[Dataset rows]
========
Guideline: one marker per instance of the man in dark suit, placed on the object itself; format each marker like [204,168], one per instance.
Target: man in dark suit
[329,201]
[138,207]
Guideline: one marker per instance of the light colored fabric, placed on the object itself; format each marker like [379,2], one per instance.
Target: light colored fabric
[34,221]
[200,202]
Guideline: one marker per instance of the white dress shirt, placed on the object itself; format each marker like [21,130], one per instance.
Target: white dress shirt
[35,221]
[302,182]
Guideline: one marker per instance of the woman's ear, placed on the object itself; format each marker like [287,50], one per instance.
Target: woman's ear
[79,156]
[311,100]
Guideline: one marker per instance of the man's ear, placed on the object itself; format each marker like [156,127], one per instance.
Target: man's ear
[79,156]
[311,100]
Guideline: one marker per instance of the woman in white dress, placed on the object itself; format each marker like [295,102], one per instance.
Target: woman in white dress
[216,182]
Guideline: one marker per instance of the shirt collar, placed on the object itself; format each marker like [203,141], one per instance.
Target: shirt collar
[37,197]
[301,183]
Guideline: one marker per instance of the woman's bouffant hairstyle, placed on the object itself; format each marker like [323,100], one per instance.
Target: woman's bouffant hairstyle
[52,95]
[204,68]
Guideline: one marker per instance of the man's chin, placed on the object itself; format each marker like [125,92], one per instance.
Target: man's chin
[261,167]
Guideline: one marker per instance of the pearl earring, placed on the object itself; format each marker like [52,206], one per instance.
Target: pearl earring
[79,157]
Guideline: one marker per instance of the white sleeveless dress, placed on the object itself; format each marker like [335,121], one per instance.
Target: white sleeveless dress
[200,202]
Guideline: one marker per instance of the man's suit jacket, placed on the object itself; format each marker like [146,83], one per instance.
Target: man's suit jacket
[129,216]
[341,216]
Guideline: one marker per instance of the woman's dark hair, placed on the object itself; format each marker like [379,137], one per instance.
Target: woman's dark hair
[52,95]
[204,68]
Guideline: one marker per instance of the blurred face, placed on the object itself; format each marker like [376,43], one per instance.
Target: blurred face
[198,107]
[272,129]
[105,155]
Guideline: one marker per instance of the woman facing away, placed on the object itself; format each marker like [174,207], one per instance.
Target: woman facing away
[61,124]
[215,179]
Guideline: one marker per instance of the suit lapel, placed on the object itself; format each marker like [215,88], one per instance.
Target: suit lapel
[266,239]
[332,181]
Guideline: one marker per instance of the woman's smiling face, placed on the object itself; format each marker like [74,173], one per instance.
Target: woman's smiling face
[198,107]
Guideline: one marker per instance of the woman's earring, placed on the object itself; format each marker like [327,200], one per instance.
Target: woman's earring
========
:: TASK DESCRIPTION ::
Arrange every line of the dataset rows above as a Markdown table with two columns, Number and Line. Give each line its own sequential number, and leave out any blank lines.

:: EXERCISE RESPONSE ::
| Number | Line |
|---|---|
| 1 | Guideline: one marker per instance of the man in dark suit, placed on the object itself; format each marker like [204,168], one per instance. |
| 2 | Target: man in dark suit |
| 3 | [329,201] |
| 4 | [138,207] |
| 5 | Guideline: one marker per instance of the light colored fabric, placed on the object itself; format each marker like [379,2], one per instance. |
| 6 | Target: light colored fabric |
| 7 | [34,221] |
| 8 | [200,202] |
| 9 | Guideline: one marker per instance of the white dress shirt, placed on the object itself; format each marker like [21,130], one per instance. |
| 10 | Target: white dress shirt |
| 11 | [35,221] |
| 12 | [302,182] |
| 13 | Guideline: one marker per instance of the woman's ear, placed on the object itself; format each marker like [287,50], one per instance. |
| 14 | Target: woman's ear |
| 15 | [79,156] |
| 16 | [311,100] |
| 17 | Guideline: one marker per instance of the man's ear, placed on the object itself; format each marker like [156,127], one per instance. |
| 18 | Target: man's ear |
| 19 | [79,156] |
| 20 | [311,100] |
| 21 | Guideline: one marker per instance of the woman in white dress, placed on the object itself; format each marker like [295,102], one per instance. |
| 22 | Target: woman in white dress |
| 23 | [216,182] |
| 24 | Guideline: one marker per instance of the shirt collar, placed on the object itself; format each marker like [203,141], one per instance. |
| 25 | Target: shirt collar |
| 26 | [37,197] |
| 27 | [301,183] |
| 28 | Guideline: one marker per instance of the woman's bouffant hairstyle, placed on the object itself; format each marker like [323,100], one per instance. |
| 29 | Target: woman's bouffant hairstyle |
| 30 | [52,95] |
| 31 | [204,68] |
| 32 | Guideline: one marker per instance of the man's chin, placed on the object itself; format each marker like [125,92], one per instance. |
| 33 | Target: man's chin |
| 34 | [261,167] |
| 35 | Guideline: one marker per instance of the pearl earring, placed on the object itself; format each marker like [52,206], one per instance. |
| 36 | Target: pearl earring |
| 37 | [79,157] |
| 38 | Guideline: one marker per instance of the white sleeveless dress, placed on the object itself; format each marker like [335,121], one per instance. |
| 39 | Target: white sleeveless dress |
| 40 | [200,202] |
| 41 | Guideline: one marker per instance of the man's suit jacket, placed on the object itself; format each marker like [146,83], one per instance. |
| 42 | Target: man's suit jacket |
| 43 | [129,216] |
| 44 | [341,216] |
| 45 | Guideline: one marker per instance of the woman's dark hair, placed on the object itself; format each marker like [379,137], one per instance. |
| 46 | Target: woman's dark hair |
| 47 | [52,95] |
| 48 | [204,68] |
| 49 | Guideline: one marker per instance of the blurred face, placed on the object itself; format each marker like [376,43], one per instance. |
| 50 | Target: blurred face |
| 51 | [198,107] |
| 52 | [272,129] |
| 53 | [105,155] |
| 54 | Guideline: one marker per instance of the woman facing away, placed on the object itself; format each marker like [174,207], one per instance. |
| 55 | Target: woman facing away |
| 56 | [61,124] |
| 57 | [215,179] |
| 58 | Guideline: one marker per instance of the suit lapel, placed on the object itself; format each marker like [215,88], one per instance. |
| 59 | Target: suit lapel |
| 60 | [266,239] |
| 61 | [332,181] |
| 62 | Guideline: one marker per instance of the woman's smiling face, placed on the object itself; format each marker like [74,173], one per instance. |
| 63 | Target: woman's smiling face |
| 64 | [198,107] |
| 65 | Guideline: one marker per instance of the woman's earring, placed on the object itself; format each marker like [327,200], one per instance. |
| 66 | Target: woman's earring |